EXERCISES:
1 – Reproduce everything in the passage on hospital navigator programs from "Health care leaders" down to "have government insurance.".
2 – According to the passage on hospital navigator programs, what percentage of young patients at Children's Hospital have government insurance?

SOURCE EXTRACT:
____
Health care leaders are particularly worried about such disadvantages in places like Alameda County, where about 10 percent of the 1.5 million residents reported being uninsured in a 2012 survey. At Children's Hospital, 65 percent of young patients have government insurance.
Even so, "physicians feel like they don't want to ask (about socioeconomic factors) because they feel like there's nothing they can do," said Jessica Peters of Regional Asthma Management and Prevention, which is helping oversee the primary care part of the program at Children's Hospital. "They might not know the right resources."
In addition to Children's Hospital, navigator programs are up and running at San Francisco General Hospital and Highland Hospital in Oakland. Stanford University, Contra Costa County and San Mateo County public hospitals are experimenting with similar programs.
____
INFORMATION SUPPLIED:
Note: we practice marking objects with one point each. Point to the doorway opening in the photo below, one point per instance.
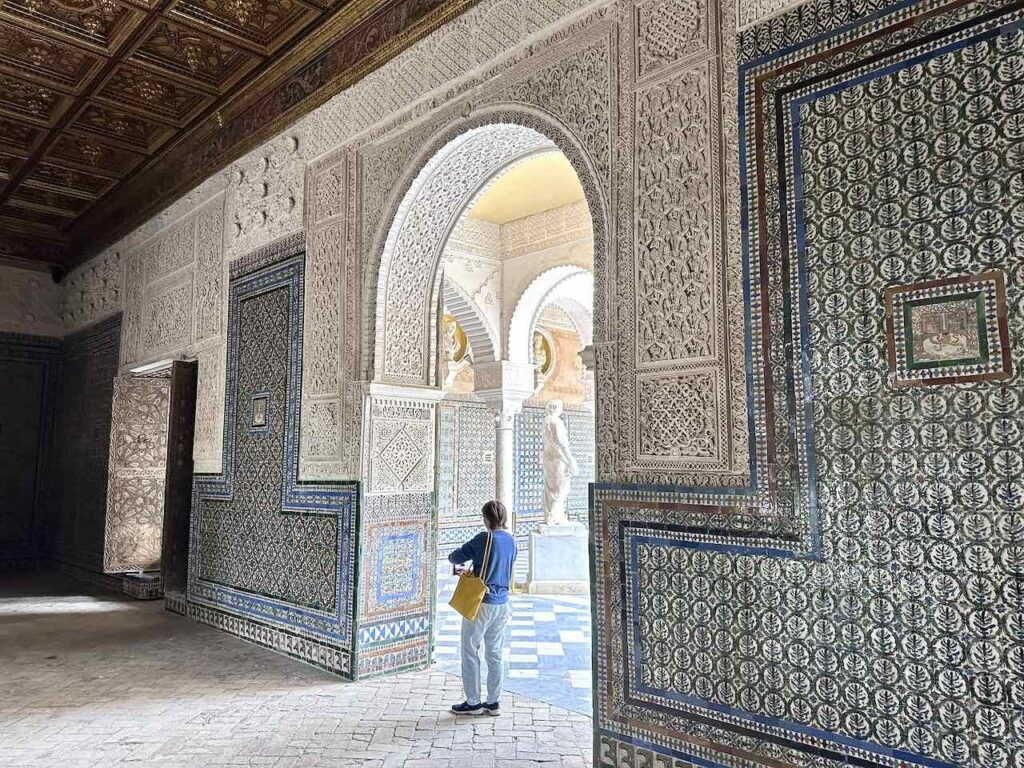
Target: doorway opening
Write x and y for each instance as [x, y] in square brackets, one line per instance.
____
ANSWERS FOR THIS EXERCISE:
1 –
Health care leaders are particularly worried about such disadvantages in places like Alameda County, where about 10 percent of the 1.5 million residents reported being uninsured in a 2012 survey. At Children's Hospital, 65 percent of young patients have government insurance.

2 – 65 percent